(Problems to solve)
**A)** Reproduce the passage on NSA database searches verbatim, beginning at the words "As you will" and stopping after "were the contractors?".
**B)** Write the next part of the passage on NSA database searches, picking up after its final sentence.

(Extract to read)
* * *

There were tens-of-thousands of unauthorized search queries; and as Judge Collyer stated in her report, there is no reason to believe the 85% non compliant rate was any different from the abuse of the NSA database going back to 2012.

As you will see below the NSA database was how political surveillance was being conducted during Obama’s second term in office. However, when the system was flagged, and when NSA Director Mike Rogers shut down “contractor” access to the system, the system users needed to develop another way to get access.

Mike Rogers shuts down access on April 18, 2016. On April 19, 2016, Fusion-GPS founder Glenn Simpson’s wife, Mary Jacoby visits the White House. Immediately thereafter, the DNC and Clinton campaign contract Fusion GPS… who then hire Christopher Steele.

Knowing it was federal “contractors”, outside government with access to the system, doing the unauthorized searches, the question becomes: who were the contractors?

The possibilities are quite vast. Essentially anyone the FBI or intelligence apparatus was using could have participated. Crowdstrike was a known FBI contractor; they were also contracted by the DNC. Shawn Henry was the former head of the FBI office in DC and was the President of Crowdstrike Services; a rather dubious contractor for the government and a politically connected data security and forensic company. James Comey’s special friend Daniel Richman was an unpaid FBI “special employee” with security access to the database. Nellie Ohr began working for Fusion-GPS on the Trump project in November 2015 and she was a CIA contractor; and it’s entirely likely Glenn Simpson or people within his Fusion-GPS network were also contractors for the intelligence community.

Remember the Sharyl Attkisson computer intrusions? It’s all part of this same network; Attkisson even names Shawn Henry as a defendant in her ongoing lawsuit.

All of the aforementioned names, and so many more, held a political agenda in 2016.

It seems likely if the NSA flags were never triggered then the contracted system users would have continued exploiting the NSA database for political opposition research; which would then be funneled to the Clinton team. However, once the unauthorized flags were triggered, the system users (including those inside the official intelligence apparatus) needed to find another back-door to continue… Again, the timing becomes transparent.

Immediately after NSA flags were raised March 9th; the same intelligence agencies began using confidential human sources (CHS’s) to run into the Trump campaign. By activating intelligence assets like Joseph Mifsud and Stefan Halper the IC (CIA, FBI) and system users had now created an authorized way to continue the same political surveillance operations.

* * *

(Given entries)
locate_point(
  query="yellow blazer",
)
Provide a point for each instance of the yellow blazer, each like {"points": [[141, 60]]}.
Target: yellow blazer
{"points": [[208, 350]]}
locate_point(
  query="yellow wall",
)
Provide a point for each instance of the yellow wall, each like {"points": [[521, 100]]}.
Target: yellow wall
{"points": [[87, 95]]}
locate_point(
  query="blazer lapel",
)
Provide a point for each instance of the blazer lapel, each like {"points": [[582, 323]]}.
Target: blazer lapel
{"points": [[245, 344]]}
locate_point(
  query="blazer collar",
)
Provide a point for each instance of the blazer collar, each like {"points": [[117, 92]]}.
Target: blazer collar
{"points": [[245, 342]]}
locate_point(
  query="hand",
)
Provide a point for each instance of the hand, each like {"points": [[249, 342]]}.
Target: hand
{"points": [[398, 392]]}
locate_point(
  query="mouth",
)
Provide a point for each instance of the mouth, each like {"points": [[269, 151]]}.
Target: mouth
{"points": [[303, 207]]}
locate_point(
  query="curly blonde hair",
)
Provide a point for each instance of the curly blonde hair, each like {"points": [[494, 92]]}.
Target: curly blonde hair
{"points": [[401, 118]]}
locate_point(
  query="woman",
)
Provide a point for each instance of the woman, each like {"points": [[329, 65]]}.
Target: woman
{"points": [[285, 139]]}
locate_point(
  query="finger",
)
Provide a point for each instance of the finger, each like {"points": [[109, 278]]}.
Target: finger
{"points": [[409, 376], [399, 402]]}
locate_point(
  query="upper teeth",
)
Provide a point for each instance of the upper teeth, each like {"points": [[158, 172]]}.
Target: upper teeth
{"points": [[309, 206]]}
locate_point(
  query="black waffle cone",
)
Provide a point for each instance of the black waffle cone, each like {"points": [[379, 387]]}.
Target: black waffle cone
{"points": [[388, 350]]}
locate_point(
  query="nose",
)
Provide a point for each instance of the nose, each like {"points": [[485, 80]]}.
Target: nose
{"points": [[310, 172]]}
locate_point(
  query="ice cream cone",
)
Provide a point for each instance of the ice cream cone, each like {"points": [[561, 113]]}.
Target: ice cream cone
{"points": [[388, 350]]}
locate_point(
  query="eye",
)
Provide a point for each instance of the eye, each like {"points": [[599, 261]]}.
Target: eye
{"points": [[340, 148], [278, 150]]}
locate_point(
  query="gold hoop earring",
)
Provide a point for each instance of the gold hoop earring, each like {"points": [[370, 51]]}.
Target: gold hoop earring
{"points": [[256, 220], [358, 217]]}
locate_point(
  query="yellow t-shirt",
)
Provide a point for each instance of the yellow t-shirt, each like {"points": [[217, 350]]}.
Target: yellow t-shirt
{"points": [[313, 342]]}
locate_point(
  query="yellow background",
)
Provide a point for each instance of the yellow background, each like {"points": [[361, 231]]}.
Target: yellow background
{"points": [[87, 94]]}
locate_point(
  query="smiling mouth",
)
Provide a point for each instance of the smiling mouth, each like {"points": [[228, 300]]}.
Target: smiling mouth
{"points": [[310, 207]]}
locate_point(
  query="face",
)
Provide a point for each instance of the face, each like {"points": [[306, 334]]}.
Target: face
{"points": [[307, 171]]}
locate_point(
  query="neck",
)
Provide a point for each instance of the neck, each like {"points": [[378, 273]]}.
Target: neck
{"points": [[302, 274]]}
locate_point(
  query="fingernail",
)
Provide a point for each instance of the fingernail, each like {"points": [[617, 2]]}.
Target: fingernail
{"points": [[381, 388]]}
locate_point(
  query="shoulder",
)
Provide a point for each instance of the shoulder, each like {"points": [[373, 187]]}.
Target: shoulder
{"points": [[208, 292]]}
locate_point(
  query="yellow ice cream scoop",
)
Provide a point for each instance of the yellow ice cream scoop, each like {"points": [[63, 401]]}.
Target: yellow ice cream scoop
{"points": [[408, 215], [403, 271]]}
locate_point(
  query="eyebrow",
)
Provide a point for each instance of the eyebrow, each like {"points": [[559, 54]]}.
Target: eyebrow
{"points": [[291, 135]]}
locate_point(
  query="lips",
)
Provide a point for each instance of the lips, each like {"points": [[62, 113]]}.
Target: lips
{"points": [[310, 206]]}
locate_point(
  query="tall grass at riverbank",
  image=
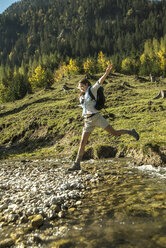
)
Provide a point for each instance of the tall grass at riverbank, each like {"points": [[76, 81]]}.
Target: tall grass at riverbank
{"points": [[49, 122]]}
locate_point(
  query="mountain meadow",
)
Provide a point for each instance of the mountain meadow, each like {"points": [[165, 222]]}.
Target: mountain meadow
{"points": [[46, 47]]}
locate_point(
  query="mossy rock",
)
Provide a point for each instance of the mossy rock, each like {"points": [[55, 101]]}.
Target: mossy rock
{"points": [[105, 151], [62, 244]]}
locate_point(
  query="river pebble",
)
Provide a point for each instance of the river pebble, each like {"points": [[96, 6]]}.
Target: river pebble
{"points": [[40, 187]]}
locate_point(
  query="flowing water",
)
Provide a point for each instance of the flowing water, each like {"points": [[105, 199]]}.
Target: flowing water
{"points": [[127, 209], [124, 208]]}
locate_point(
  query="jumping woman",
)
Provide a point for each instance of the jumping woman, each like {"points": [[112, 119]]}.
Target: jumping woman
{"points": [[92, 117]]}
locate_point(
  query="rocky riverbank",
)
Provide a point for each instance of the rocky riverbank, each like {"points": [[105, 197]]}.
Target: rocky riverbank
{"points": [[35, 192]]}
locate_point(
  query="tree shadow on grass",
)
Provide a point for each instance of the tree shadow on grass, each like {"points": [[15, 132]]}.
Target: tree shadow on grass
{"points": [[17, 110]]}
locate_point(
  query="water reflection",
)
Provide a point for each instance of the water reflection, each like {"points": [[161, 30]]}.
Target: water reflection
{"points": [[126, 209]]}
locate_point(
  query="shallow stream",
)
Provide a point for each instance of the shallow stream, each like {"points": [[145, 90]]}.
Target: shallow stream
{"points": [[126, 209], [123, 206]]}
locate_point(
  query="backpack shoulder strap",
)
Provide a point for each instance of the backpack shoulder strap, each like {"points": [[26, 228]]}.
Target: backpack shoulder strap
{"points": [[90, 93]]}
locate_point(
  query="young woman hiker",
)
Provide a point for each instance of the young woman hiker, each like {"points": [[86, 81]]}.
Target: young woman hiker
{"points": [[92, 117]]}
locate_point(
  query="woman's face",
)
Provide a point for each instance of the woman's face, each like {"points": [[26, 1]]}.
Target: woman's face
{"points": [[83, 87]]}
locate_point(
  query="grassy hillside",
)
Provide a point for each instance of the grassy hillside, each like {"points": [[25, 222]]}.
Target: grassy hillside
{"points": [[49, 122]]}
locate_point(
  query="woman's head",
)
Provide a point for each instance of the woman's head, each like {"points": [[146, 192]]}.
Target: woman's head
{"points": [[83, 84]]}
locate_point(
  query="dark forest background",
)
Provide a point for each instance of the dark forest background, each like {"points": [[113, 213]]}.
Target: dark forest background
{"points": [[131, 33]]}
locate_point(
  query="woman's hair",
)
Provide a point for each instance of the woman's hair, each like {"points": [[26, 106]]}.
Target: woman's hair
{"points": [[83, 81]]}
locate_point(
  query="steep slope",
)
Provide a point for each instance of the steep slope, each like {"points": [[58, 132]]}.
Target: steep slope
{"points": [[49, 123]]}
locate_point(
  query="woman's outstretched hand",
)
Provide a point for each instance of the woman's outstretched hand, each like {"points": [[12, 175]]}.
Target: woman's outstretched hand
{"points": [[109, 68]]}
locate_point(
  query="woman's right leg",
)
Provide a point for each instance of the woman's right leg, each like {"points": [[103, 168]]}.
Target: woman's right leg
{"points": [[83, 142]]}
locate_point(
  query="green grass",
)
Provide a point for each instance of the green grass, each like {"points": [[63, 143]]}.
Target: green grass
{"points": [[49, 122]]}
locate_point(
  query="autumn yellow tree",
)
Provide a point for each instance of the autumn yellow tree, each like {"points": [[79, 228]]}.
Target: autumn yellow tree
{"points": [[102, 62], [90, 65], [39, 79], [72, 68]]}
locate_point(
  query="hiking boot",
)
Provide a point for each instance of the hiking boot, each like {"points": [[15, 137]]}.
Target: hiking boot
{"points": [[76, 166], [135, 134]]}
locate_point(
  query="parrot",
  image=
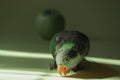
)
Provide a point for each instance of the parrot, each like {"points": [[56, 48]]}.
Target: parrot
{"points": [[69, 49]]}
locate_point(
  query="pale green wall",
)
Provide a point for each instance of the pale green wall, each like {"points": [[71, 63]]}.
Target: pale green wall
{"points": [[99, 19]]}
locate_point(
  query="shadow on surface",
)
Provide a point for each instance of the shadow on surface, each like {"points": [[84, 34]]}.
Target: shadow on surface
{"points": [[95, 70]]}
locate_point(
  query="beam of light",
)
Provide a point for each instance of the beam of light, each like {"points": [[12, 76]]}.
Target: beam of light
{"points": [[25, 54], [104, 60], [49, 56], [30, 75]]}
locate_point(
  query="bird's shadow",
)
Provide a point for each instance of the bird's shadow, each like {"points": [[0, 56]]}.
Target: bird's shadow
{"points": [[95, 70]]}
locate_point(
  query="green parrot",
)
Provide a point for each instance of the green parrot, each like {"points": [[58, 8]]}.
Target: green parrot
{"points": [[68, 49]]}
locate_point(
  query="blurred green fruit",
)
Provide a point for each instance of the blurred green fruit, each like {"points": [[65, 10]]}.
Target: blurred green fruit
{"points": [[50, 22]]}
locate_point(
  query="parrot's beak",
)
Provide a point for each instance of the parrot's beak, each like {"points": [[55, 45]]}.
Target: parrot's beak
{"points": [[63, 70]]}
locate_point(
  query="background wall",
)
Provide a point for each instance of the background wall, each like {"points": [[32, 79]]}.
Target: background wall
{"points": [[99, 19]]}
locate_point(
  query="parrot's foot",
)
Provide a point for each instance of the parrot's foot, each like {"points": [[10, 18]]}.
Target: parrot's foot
{"points": [[78, 68], [53, 65]]}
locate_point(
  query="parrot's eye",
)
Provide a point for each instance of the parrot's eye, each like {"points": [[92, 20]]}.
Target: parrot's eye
{"points": [[72, 53], [67, 58]]}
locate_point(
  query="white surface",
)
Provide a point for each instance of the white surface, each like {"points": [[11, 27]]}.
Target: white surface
{"points": [[19, 73]]}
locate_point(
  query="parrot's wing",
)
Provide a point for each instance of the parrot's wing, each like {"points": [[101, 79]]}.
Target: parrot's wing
{"points": [[53, 44]]}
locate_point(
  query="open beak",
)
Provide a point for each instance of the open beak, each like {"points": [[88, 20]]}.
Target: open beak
{"points": [[63, 70]]}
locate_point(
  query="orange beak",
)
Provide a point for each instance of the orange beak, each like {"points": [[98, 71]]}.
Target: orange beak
{"points": [[63, 70]]}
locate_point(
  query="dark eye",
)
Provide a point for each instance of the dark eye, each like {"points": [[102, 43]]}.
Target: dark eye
{"points": [[67, 58], [72, 53]]}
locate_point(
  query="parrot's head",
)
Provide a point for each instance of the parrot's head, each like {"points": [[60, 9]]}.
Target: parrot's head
{"points": [[67, 57]]}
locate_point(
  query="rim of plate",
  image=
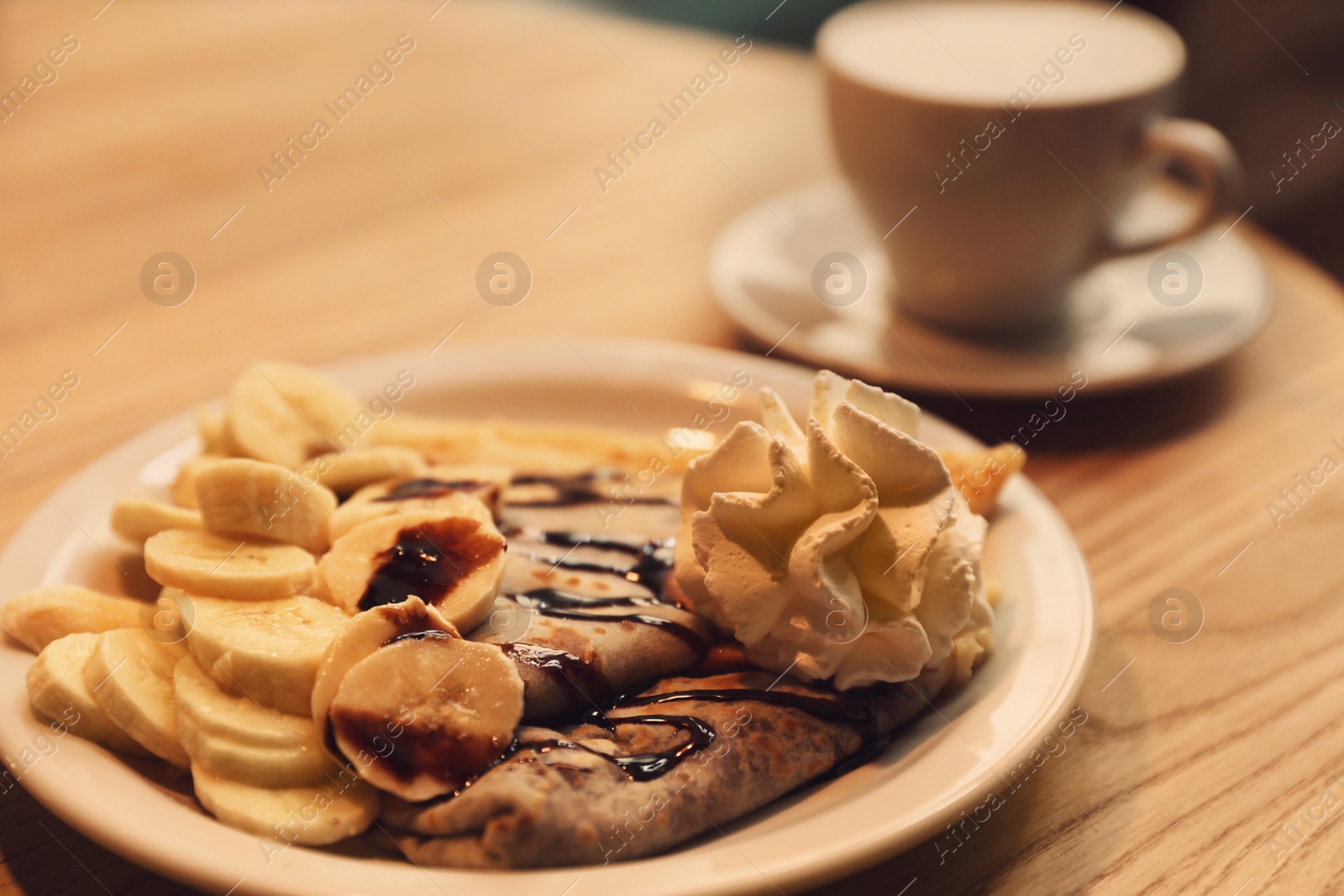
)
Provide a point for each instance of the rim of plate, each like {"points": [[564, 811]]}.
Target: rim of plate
{"points": [[116, 806]]}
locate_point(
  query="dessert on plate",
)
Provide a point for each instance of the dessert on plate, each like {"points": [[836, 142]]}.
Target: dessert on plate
{"points": [[501, 645]]}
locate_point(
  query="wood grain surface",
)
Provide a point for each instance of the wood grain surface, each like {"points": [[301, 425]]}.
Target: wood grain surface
{"points": [[1195, 755]]}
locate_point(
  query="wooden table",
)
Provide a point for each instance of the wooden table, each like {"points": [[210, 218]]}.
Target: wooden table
{"points": [[151, 137]]}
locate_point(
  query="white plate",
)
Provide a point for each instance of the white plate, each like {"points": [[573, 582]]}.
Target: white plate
{"points": [[934, 768], [1117, 332]]}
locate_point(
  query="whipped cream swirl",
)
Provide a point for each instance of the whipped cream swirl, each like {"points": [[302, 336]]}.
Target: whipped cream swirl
{"points": [[837, 551]]}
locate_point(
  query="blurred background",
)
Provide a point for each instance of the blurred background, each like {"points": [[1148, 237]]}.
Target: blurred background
{"points": [[1241, 78]]}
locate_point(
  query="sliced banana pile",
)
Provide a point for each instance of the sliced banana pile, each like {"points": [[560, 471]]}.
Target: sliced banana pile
{"points": [[452, 557], [319, 562], [413, 705]]}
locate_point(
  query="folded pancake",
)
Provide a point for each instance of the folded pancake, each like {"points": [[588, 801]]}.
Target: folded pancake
{"points": [[655, 770], [589, 613]]}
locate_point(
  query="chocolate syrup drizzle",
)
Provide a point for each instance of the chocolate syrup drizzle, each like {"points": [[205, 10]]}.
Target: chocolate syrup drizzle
{"points": [[651, 570], [584, 488]]}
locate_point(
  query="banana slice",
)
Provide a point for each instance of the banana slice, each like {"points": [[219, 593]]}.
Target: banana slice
{"points": [[309, 815], [138, 519], [131, 678], [365, 634], [225, 567], [183, 490], [222, 715], [40, 616], [349, 472], [252, 765], [428, 490], [286, 414], [252, 499], [452, 557], [266, 651], [423, 715], [57, 689], [242, 741]]}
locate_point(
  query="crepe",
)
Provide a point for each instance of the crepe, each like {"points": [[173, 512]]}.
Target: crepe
{"points": [[682, 758], [591, 613]]}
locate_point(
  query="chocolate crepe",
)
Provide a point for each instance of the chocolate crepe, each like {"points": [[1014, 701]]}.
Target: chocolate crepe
{"points": [[655, 770], [589, 613]]}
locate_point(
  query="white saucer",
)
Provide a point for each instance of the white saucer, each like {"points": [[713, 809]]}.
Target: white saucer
{"points": [[1117, 333]]}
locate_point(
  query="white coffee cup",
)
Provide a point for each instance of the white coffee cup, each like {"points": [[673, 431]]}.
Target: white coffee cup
{"points": [[1005, 137]]}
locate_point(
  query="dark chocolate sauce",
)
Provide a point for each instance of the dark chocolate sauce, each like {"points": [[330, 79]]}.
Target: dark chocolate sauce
{"points": [[648, 569], [840, 710], [655, 765], [584, 488], [428, 560], [564, 669], [566, 605]]}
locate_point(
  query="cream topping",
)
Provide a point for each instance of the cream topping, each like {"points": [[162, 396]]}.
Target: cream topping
{"points": [[839, 550]]}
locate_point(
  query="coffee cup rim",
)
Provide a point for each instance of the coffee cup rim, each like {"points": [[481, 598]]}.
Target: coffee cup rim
{"points": [[833, 65]]}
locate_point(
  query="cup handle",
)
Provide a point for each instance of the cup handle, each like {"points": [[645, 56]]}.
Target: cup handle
{"points": [[1209, 156]]}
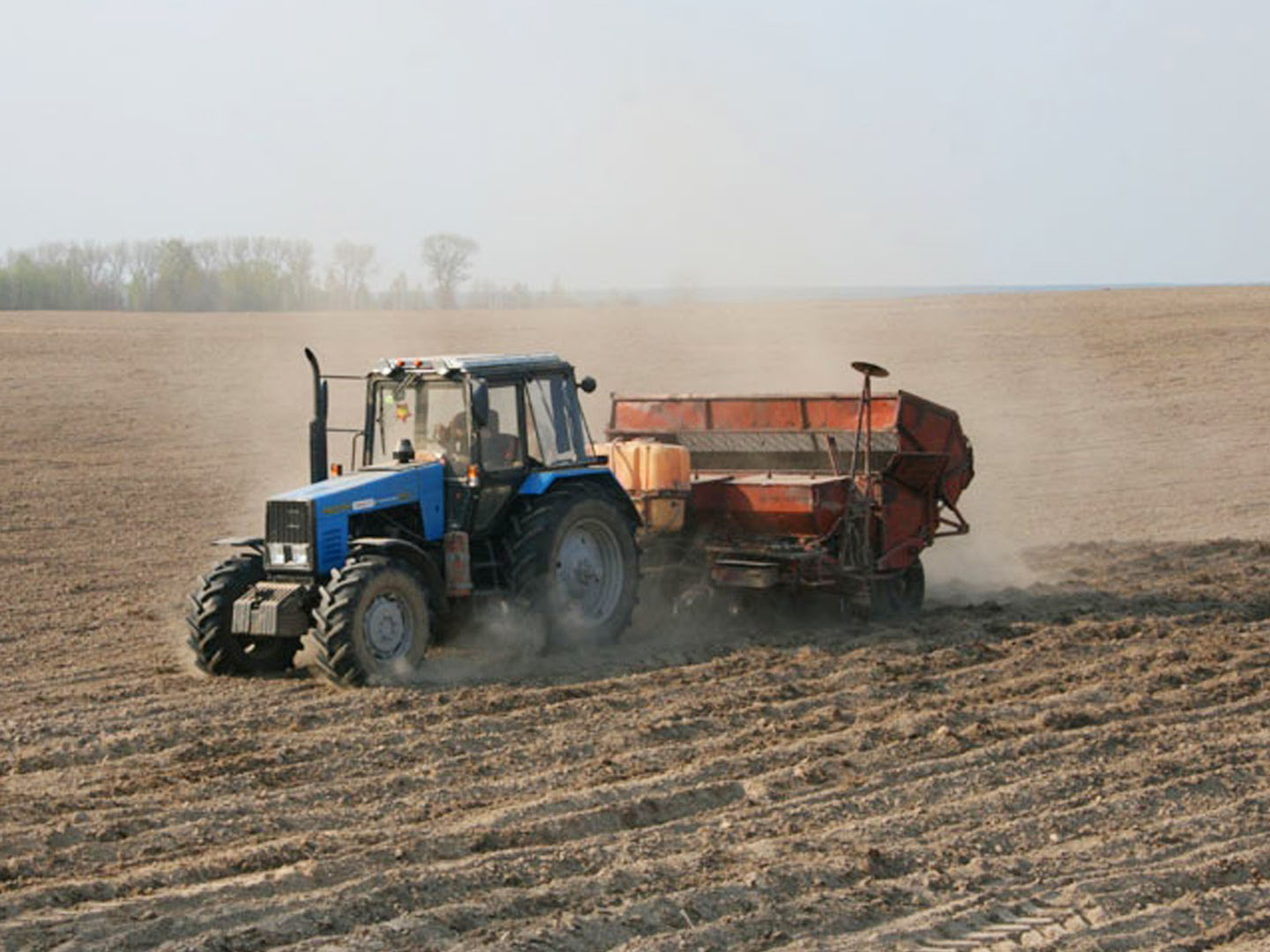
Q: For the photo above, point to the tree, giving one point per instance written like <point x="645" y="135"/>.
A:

* * *

(Answers provided)
**A)**
As you will see below the NSA database was how political surveillance was being conducted during Obama’s second term in office. However, when the system was flagged, and when NSA Director Mike Rogers shut down “contractor” access to the system, the system users needed to develop another way to get access.

Mike Rogers shuts down access on April 18, 2016. On April 19, 2016, Fusion-GPS founder Glenn Simpson’s wife, Mary Jacoby visits the White House. Immediately thereafter, the DNC and Clinton campaign contract Fusion GPS… who then hire Christopher Steele.

Knowing it was federal “contractors”, outside government with access to the system, doing the unauthorized searches, the question becomes: who were the contractors?

**B)**
When Donald Trump hired Paul Manafort on March 28, 2016, it was a perfect scenario for those doing the surveillance. Manafort was a known entity to the FBI and was previously under investigation. Paul Manafort’s entry into the Trump orbit was perfect for Glenn Simpson to sell his prior research on Manafort as a Trump-Russia collusion script two weeks later.

The shift from “unauthorized exploitation of the NSA database” to legally authorized exploitation of the NSA database was now in place. This was how they continued the political surveillance. This is the confluence of events that originated “spygate”, or what officially blossomed into the FBI investigation known as “Crossfire Hurricane” on July 31.

If the NSA flags were never raised; and if Director Rogers had never initiated the compliance audit; and if the political contractors were never blocked from access to the database; they would never have needed to create a legal back-door, a justification to retain the surveillance. The political operatives/contractors would have just continued the targeted metadata exploitation.

Once they created the surveillance door, Fusion-GPS was then needed to get the FBI known commodity of Chris Steele activated as a pipeline. Into that pipeline all system users pushed opposition research. However, one mistake from the NSA database extraction during an “about” query shows up as a New Yorker named Michael Cohen in Prague.

That misinterpreted data from a FISA-702 “about query” is then piped to Steele and turns up inside the dossier; it was the wrong Michael Cohen. It wasn’t Trump’s lawyer, it was an art dealer from New York City with the same name; the same “identifier”.

A DEEP DIVE – How Did It Work?

Start by reviewing the established record from the 99-page FISC opinion rendered by Presiding Judge Rosemary Collyer on April 26, 2017. Review the details within the FISC opinion.

I would strongly urge everyone to read the FISC report (full pdf below) because Judge Collyer outlines how the DOJ, which includes the FBI, had an “institutional lack of candor” in responses to the FISA court. In essence, the Obama administration was continually lying to the FISA court about their activity, and the rate of fourth amendment violations for illegal searches and seizures of U.S. persons’ private information for multiple years.

Unfortunately, due to intelligence terminology Judge Collyer’s brief and ruling is not an easy read for anyone unfamiliar with the FISA processes. That complexity also helps the media avoid discussing it; and as a result most Americans have no idea the scale and scope of the Obama-era surveillance issues. So we’ll try to break down the language.

For the sake of brevity and common understanding CTH will highlight the most pertinent segments showing just how systemic and troublesome the unlawful electronic surveillance was.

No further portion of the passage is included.